• [Task to carry out]: How many lines in the items below contain the string "positive"? Reply with the number alone.

───── Material shown ─────

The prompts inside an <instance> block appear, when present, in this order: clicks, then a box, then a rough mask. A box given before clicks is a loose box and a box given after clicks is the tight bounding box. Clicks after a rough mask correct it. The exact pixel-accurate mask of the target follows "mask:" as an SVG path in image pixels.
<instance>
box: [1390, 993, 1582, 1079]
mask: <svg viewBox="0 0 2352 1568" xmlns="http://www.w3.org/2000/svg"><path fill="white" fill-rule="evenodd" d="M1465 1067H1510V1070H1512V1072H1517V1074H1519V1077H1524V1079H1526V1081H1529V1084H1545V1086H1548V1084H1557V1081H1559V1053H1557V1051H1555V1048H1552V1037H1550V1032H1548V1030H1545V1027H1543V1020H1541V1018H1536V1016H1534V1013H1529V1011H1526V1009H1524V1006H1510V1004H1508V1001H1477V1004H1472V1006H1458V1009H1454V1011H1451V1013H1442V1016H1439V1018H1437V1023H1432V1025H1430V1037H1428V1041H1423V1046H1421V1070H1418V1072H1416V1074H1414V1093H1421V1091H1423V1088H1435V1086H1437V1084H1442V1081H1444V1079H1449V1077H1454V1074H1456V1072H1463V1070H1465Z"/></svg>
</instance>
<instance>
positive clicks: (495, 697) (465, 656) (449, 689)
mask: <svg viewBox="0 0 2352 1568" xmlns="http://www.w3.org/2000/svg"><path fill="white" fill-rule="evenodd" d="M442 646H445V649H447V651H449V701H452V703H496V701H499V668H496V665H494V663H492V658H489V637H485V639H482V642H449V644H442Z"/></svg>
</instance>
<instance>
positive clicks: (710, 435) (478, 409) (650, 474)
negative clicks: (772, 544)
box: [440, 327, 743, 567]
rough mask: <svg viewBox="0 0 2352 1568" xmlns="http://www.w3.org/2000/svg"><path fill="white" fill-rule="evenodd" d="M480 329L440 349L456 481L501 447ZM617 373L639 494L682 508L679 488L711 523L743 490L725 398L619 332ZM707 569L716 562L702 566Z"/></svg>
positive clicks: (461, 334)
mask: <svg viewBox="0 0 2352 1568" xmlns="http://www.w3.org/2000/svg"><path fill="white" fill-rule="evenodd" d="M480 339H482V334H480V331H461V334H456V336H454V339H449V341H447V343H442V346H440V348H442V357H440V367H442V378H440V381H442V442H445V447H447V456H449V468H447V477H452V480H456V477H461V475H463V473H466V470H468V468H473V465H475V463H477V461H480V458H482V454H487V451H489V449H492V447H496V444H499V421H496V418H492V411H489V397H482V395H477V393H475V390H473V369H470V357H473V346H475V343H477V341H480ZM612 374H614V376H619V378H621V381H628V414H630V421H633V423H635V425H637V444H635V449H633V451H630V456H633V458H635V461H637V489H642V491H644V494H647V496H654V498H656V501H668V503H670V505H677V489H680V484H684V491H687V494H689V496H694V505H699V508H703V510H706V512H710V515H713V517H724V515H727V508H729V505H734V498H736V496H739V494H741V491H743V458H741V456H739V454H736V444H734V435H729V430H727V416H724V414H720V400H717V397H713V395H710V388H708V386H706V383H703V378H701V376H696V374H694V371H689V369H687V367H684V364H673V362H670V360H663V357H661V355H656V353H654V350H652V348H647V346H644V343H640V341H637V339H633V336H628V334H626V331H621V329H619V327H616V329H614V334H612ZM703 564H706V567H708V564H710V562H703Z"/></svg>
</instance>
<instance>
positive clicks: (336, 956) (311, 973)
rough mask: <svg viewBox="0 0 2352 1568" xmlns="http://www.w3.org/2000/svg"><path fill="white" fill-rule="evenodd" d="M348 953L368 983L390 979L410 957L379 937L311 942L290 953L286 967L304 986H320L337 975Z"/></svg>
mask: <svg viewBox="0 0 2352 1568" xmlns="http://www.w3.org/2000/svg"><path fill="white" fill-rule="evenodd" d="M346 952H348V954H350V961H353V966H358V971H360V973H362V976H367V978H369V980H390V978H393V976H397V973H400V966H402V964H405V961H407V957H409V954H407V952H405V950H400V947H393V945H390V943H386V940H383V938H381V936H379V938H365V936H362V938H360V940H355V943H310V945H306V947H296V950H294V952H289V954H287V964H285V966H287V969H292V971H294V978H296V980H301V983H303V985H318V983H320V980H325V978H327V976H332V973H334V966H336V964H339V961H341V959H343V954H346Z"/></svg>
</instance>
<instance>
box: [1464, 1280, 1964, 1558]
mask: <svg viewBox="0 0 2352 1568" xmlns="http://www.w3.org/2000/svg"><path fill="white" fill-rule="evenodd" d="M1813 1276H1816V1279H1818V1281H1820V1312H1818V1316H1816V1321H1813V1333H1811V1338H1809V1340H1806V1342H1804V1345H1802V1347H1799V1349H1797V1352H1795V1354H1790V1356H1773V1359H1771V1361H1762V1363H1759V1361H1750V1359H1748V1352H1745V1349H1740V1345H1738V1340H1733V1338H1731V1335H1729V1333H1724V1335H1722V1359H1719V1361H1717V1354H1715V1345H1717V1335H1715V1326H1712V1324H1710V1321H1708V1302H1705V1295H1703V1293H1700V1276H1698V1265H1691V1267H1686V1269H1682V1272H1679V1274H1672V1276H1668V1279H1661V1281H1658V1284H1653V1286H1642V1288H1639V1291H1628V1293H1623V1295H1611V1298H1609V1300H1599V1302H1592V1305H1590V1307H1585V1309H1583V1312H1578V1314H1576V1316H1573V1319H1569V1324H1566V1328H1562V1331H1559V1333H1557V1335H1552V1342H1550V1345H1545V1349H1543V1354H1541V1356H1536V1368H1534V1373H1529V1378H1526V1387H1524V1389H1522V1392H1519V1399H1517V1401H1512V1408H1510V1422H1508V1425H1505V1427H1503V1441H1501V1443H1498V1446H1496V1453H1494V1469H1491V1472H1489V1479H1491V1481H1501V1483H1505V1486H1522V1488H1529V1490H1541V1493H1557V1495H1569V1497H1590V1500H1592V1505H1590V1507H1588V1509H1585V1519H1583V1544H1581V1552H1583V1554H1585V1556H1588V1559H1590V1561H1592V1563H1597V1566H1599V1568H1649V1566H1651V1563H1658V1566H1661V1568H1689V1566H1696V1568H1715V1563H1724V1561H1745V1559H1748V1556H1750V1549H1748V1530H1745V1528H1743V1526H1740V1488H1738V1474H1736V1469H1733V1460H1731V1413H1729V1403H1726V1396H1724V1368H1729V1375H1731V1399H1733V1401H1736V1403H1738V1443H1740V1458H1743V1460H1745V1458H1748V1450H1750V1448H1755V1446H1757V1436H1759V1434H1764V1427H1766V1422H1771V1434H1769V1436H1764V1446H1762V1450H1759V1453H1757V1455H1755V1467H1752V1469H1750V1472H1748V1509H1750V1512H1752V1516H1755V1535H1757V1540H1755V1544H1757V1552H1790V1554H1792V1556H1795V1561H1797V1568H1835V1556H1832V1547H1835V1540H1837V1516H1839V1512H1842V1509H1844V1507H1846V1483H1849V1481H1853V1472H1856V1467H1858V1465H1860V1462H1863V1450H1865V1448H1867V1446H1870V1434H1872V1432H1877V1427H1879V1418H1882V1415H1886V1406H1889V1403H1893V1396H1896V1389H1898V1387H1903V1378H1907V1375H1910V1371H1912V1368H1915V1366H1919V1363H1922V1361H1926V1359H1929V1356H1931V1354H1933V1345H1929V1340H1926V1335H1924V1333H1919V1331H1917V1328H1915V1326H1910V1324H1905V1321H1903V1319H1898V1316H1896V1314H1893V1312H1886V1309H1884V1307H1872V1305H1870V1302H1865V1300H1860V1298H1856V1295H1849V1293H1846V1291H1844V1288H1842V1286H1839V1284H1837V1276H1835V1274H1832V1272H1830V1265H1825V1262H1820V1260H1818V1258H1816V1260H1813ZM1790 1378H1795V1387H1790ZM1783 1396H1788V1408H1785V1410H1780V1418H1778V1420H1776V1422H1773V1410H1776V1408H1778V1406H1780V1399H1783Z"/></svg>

─────

• [Task result]: 4